Interview with WWII veteran Ted Cummings about his influences, his decision to join the Marines, and his role in the war

The following interview with Theodore R. Cummings was conducted in November 2013. Mr. Cummings, a friendly, energetic, and overall lovely interview subject, died two years later in September 2015.

Since retiring from his position as chairman of the Manchester, Conn. Democratic Committee in 2007, a position he’d held for 47 years, lifelong Manchester resident Ted R. Cummings has been “staying out of the way,” he said, while spending time with friends and family. Fresh from a trip to Israel to visit a son who’s been living there with his family since 1974, Cummings agreed to spend some time talking to the Journal Inquirer about his childhood, his participation as a Marine in the Battle of Guadalcanal during World War II, and what inspired his interest in politics.

Q: What is your strongest memory of childhood?

A: The constant work of my father and mother. If I think back on it, if I lived to be 1,000, I could never meet their work habits. My father was an individual businessman, a milkman, and you know that’s when the milk was to be on the doorstep of the many, many people who then were working. When I was a kid, most of them worked in the Cheney Mills that were still productive, and in the insurance industry in Hartford, and at the expanding Pratt and Whitney aircraft engine plant in East Hartford. The milk had to be on the steps at 6 a.m. or before, so that figure just gives you an idea of how hard and how early the start of milkmen. Anyway, I remember how hard they worked, and that they expressed a quiet, forthright manner that they did pass on.

If you were to write your memoirs, what would the title be?

I think I’d probably dress it up, but the sense would be I’m a lucky man.

What makes you feel you’ve been lucky?

I’ve had so many people who have been so very good to me, taught me so much – tried to, anyway – and were very generous, respectful. And even though we were often on opposite sides, we at some point put those differences aside and ended up working together when we’ve both had interests in the same objective. I’ve been lucky that way. In general, people have been very, very good to me. I feel a little like the Lou Gehrig speech. He made a speech when he retired with [ALS] at Yankee Stadium. It was one of the most beautiful, off the cuff, speeches, and he began, “I’m the luckiest man on the face of the earth,” and went on to describe, very briefly, why. I remember the first words, and I guess that’s why I said what I did about feeling lucky.

##############################

TASK INSTRUCTIONS:
1) In the Ted Cummings interview, what reasons does Cummings give for saying that his memoir would convey that he is a lucky man?
2) Rewrite the passage of the Ted Cummings interview starting at "The following interview" and ending at "memory of childhood?", swapping "Journal Inquirer" for "local newspaper".
3) Continue the interview with World War II veteran Ted Cummings from its last sentence, in the same question-and-answer format.

A run of entries:
##############################

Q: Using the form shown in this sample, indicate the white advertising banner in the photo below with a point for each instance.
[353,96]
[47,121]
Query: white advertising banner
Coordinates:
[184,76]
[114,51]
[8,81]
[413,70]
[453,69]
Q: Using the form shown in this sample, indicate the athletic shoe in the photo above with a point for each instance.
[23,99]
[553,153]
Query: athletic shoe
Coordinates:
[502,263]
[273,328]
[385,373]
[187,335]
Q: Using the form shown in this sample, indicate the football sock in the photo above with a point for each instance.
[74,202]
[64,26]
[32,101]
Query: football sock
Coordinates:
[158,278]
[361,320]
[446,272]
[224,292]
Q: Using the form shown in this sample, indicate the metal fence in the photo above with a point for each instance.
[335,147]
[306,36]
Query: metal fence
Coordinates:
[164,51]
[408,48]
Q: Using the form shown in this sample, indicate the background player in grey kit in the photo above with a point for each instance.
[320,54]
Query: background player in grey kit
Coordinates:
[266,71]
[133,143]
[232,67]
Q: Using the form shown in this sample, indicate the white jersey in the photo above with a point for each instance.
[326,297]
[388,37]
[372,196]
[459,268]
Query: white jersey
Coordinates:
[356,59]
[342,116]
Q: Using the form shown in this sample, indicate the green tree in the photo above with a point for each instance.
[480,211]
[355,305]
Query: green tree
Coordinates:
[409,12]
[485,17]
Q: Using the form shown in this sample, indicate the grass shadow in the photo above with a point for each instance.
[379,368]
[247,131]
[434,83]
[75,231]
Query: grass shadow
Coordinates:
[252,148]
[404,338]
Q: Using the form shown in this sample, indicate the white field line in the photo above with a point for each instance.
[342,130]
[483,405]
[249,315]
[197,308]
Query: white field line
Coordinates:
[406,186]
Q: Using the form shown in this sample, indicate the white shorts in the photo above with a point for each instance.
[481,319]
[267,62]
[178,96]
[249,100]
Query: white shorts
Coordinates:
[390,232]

##############################

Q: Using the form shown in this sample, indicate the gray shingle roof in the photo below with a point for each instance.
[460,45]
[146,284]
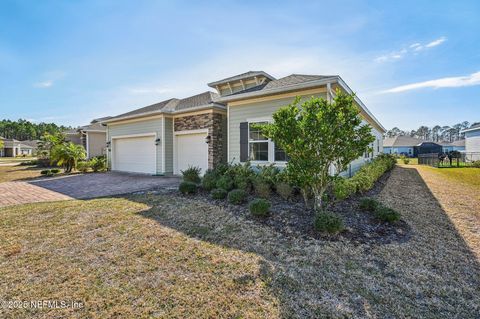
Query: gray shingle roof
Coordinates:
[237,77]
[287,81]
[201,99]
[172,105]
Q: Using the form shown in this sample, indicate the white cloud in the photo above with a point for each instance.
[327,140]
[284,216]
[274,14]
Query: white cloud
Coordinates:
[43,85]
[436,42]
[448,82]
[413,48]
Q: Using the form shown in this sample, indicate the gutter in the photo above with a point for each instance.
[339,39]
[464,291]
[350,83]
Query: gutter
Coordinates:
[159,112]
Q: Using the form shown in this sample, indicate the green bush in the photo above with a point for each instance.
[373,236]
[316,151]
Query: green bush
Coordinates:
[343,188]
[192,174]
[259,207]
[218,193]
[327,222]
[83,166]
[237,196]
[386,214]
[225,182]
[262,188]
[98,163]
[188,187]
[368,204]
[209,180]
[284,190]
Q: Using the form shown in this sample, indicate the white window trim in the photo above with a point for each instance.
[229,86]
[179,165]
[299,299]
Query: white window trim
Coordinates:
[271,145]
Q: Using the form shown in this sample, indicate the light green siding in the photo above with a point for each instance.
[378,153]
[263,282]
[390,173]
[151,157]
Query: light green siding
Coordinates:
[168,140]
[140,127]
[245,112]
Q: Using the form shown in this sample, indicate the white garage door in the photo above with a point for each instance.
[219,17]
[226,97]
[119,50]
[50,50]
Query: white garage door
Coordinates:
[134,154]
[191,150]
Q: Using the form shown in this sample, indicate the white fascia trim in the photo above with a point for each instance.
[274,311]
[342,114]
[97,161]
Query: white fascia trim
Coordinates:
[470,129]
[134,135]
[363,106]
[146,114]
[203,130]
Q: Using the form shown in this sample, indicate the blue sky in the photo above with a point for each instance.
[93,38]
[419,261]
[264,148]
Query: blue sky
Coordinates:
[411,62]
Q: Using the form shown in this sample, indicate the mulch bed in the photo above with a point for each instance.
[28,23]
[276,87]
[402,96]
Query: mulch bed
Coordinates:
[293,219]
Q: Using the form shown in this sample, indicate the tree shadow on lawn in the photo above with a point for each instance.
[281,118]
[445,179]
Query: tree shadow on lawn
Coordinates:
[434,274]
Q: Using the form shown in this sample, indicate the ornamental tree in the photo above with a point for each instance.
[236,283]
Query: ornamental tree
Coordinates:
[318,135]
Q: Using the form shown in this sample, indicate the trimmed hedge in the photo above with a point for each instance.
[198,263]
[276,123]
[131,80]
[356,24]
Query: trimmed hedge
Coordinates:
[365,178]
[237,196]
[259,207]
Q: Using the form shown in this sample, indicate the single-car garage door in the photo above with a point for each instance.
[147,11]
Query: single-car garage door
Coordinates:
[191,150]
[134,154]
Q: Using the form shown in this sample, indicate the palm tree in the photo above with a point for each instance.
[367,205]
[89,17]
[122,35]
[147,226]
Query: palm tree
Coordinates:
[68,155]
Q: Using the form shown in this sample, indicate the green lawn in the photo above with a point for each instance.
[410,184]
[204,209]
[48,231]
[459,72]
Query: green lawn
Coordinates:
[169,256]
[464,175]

##############################

ANSWER SET:
1) He says many people have been very good to him: they taught him much and were generous and respectful, and even those on the opposite side eventually set differences aside to work with him toward shared objectives. He adds that he remembers the opening words of Lou Gehrig's retirement speech, "I'm the luckiest man on the face of the earth," which is why he spoke of feeling lucky.

2)
The following interview with Theodore R. Cummings was conducted in November 2013. Mr. Cummings, a friendly, energetic, and overall lovely interview subject, died two years later in September 2015.

Since retiring from his position as chairman of the Manchester, Conn. Democratic Committee in 2007, a position he’d held for 47 years, lifelong Manchester resident Ted R. Cummings has been “staying out of the way,” he said, while spending time with friends and family. Fresh from a trip to Israel to visit a son who’s been living there with his family since 1974, Cummings agreed to spend some time talking to the local newspaper about his childhood, his participation as a Marine in the Battle of Guadalcanal during World War II, and what inspired his interest in politics.

Q: What is your strongest memory of childhood?

3)
What was your proudest accomplishment as Democratic chairman?

I think most of it. What I was involved with was done by others, and I had a small hand in it. I think what I’m most proud of is the fact that I was allowed to work with so many outstanding people who during their time built new schools and firehouses and pools and streets and recreation fields and social services, and so many other things in which I participated a bit.

How did you become interested in politics?

One of the best kept secrets in Manchester, 83 units the size of a two-car garage that were built by the town and state on land now occupied by the police station and Illing Middle School. These were built after the war to provide housing for veterans. There were a lot of us, and many of us were married with children, or children coming, and we didn’t have a pot and rents were very low. It was a lottery system to get in. We lived there and were able to get out of our parents’ hair. Our parents were very generous. When my brothers and I came home, we didn’t have anything, and our parents took us in.Can you imagine that? They found the room for each of us in the large house on South Main Street until we got settled.

At the very beginning, the veterans’ homes were heated by bottled gas. And they were little four-room places, built on piers, so the wind whistled underneath them. We thought they were palaces, but they were very cold in the winter, and the bottled gas prices went higher than the rent, and so we said, “”We’ve got to do something about this.” A group of us organized and went before the town in 1948 and made our case, and my interest in politics continued.

I always viewed politics with a large amount of respect – for the public service aspect of it, because that’s really what it is. If your view of democracy is going to work, it has to be a carefully thought out view of what’s doable and what will help the largest number of people.

How much time did you spend in the Marines?

A little over four years. I joined the Marines right out of high school in the summer of 1941, about six months before the war.

I brought the papers home, I was 17, from the Hartford recruiting office. We didn’t have a car – I didn’t have a car, and not many did, then as compared to today – so I went on the bus and came home with the papers to be signed, because I was 17. My mother was pretty upset because I hadn’t given anyone the notion I was going to go. An older brother had gone into the Marines two months earlier, and I was always competing with him, so I did it. He told me to see my father, who had just finished his day’s work at about three in the afternoon. He was pulling weeds in the back yard, and I took the papers to him and said, “Pop, would you sign these, please? I want to go.” He looked at them quietly. He was very quiet for a couple of minutes, and he said, “There’s going to be a war, you know.”

I’ll remember those few words forever. Because here was a man, never went beyond 8th grade, worked all the time, spoke little, read the local papers from the first letter to the last period, and “There’s going to be a war, you know.” This is six months before December 7, when Pearl Harbor was bombed and the war began. I said, “Aw, there’s not going to be a war, you know. Just sign them. I want to go.” He said, “Okay. I’ll sign them.” And he did. And I went. And December 7 happened, and the world turned upside down.

But it was an indication of what wisdom our parents had, if we’d only listen to them. But at that age, I knew everything. And I knew nothing. A few months later, I discovered that when we went to war in the Pacific. It was a long time ago, but there are some things that remain current.

What was your best military experience?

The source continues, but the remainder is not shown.